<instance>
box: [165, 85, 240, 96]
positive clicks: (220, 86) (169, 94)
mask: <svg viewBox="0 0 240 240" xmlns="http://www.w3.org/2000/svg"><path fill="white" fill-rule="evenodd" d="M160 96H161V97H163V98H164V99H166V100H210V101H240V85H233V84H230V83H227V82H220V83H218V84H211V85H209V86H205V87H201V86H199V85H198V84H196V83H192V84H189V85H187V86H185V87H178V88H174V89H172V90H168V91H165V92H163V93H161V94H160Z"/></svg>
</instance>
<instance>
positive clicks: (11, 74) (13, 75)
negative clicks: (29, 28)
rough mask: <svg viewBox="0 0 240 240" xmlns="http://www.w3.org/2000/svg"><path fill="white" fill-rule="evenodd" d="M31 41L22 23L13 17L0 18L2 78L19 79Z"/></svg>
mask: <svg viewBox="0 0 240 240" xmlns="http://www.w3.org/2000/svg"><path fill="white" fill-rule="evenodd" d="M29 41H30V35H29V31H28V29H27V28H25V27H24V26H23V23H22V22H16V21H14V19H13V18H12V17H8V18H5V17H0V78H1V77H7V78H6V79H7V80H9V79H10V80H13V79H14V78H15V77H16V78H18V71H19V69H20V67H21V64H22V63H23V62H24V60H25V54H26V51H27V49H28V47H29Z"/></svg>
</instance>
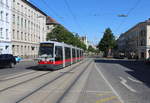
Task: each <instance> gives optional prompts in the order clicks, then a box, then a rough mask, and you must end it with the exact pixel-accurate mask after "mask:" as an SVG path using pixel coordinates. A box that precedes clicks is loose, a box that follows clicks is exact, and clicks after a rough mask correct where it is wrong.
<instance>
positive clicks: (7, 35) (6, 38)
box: [6, 29, 9, 39]
mask: <svg viewBox="0 0 150 103" xmlns="http://www.w3.org/2000/svg"><path fill="white" fill-rule="evenodd" d="M6 39H9V37H8V29H6Z"/></svg>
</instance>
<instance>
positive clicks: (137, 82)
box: [128, 77, 142, 84]
mask: <svg viewBox="0 0 150 103" xmlns="http://www.w3.org/2000/svg"><path fill="white" fill-rule="evenodd" d="M128 79H129V80H131V81H133V82H136V83H140V84H142V82H141V81H139V80H136V79H132V78H130V77H128Z"/></svg>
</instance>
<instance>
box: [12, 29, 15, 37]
mask: <svg viewBox="0 0 150 103" xmlns="http://www.w3.org/2000/svg"><path fill="white" fill-rule="evenodd" d="M12 36H13V39H15V30H14V29H13V35H12Z"/></svg>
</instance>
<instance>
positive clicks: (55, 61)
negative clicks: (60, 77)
mask: <svg viewBox="0 0 150 103" xmlns="http://www.w3.org/2000/svg"><path fill="white" fill-rule="evenodd" d="M82 59H83V49H80V48H77V47H74V46H72V45H67V44H65V43H59V42H55V41H46V42H41V43H40V48H39V57H38V64H39V66H44V67H45V66H46V67H48V68H49V69H52V70H55V69H60V68H64V67H66V66H69V65H71V64H73V63H76V62H79V61H81V60H82Z"/></svg>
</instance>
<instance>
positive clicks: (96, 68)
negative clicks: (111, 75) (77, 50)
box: [95, 63, 124, 103]
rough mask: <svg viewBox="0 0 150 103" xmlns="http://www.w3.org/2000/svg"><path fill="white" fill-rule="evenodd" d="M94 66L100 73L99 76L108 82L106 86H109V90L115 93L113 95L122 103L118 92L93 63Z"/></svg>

- - - - - - -

• _What you are asked to do_:
How many lines of the records above contain the string "rough"? Reply with the number alone.

• _Solution for this exercise_:
3